JOB: From the listing that follows, extract every line and set it down unaltered.

EXERCISE INPUT:

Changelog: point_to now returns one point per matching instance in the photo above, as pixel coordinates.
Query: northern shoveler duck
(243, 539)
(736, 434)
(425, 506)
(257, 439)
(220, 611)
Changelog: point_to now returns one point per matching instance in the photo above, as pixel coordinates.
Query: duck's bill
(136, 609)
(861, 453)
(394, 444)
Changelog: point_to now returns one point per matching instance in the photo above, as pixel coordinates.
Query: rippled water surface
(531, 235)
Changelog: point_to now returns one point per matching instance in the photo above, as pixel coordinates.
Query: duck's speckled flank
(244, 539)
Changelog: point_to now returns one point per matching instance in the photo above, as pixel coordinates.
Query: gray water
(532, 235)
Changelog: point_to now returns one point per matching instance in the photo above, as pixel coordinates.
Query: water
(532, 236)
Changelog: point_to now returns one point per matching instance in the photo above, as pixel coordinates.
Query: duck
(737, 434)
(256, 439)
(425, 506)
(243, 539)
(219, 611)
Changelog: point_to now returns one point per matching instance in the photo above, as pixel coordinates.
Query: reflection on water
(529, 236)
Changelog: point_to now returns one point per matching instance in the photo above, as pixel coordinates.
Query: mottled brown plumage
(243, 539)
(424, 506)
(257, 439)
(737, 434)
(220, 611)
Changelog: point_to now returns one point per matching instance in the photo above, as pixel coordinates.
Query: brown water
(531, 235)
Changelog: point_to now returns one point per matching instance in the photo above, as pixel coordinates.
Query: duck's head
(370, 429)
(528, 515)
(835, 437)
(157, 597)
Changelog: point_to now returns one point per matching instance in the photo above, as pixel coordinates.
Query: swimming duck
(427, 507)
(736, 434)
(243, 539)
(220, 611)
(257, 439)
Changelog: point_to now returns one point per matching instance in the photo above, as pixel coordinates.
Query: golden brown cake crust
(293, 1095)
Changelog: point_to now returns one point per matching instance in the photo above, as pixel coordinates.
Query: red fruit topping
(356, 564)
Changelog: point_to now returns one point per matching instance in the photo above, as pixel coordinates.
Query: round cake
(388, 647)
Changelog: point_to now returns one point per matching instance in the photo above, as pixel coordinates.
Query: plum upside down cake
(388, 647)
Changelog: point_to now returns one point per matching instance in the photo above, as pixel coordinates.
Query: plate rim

WRITTEN SOLUTION:
Changelog: point_to now returns one point per matching instance in the photo above, as pixel coordinates.
Query: northern shoveler duck
(243, 539)
(736, 434)
(425, 506)
(257, 439)
(220, 611)
Changelog: point_to now returns one point per matching instance in the photo above, as pixel coordinates.
Query: duck's bill
(136, 609)
(861, 453)
(394, 444)
Changelog: point_to now returns one point per matching instance in the photo above, as pixel coordinates.
Query: rippled water surface
(531, 235)
Changelog: point_to now returns one point per matching instance in the photo above, as pixel coordinates.
Query: duck's speckled flank
(244, 539)
Changelog: point_to now returns one point per matching instance in the photo above, as pixel coordinates.
Query: gray water
(532, 235)
Changelog: point_to now returns one point per matching instance in the photo above, as pixel coordinates.
Query: water
(532, 236)
Changelog: point_to now returns one point per matching instance in the photo above, as pixel coordinates.
Query: duck
(737, 434)
(256, 439)
(425, 506)
(243, 539)
(219, 611)
Changelog: point_to now returns one point per matching instance in the photo above, as pixel coordinates.
Query: reflection on water
(529, 236)
Changelog: point_to now returns one point per matching instance in the photo above, as pixel coordinates.
Query: mottled brown plumage
(243, 539)
(424, 506)
(257, 439)
(737, 434)
(220, 611)
Changelog: point_to now returns one point per matching instance in the photo above, as pixel coordinates.
Query: brown water
(531, 235)
Changelog: point_to now returns one point per matching instance in the photo above, as pixel coordinates.
Query: duck's head
(370, 429)
(528, 515)
(835, 437)
(157, 597)
Changelog: point_to now returns one point per matching instance in the photo above, as pixel coordinates.
Query: swimming duck
(427, 507)
(736, 434)
(243, 539)
(220, 611)
(257, 439)
Changelog: point_to now returns one point per matching instance in the photo above, as pixel coordinates.
Query: golden brown cake crust
(293, 1095)
Changelog: point_to now returns one point per matching instance in the photo above, as pixel coordinates.
Query: red fruit topping
(356, 564)
Changelog: point_to now returns one point per matching instance in the photo above, as pixel coordinates.
Query: round cake
(388, 647)
Changelog: point_to now returns one point per matching instance in the photo above, as pixel coordinates.
Query: plum upside down cake
(388, 647)
Changelog: point_to now returns one point per matching instance in the photo above, as pixel coordinates.
Query: plate rim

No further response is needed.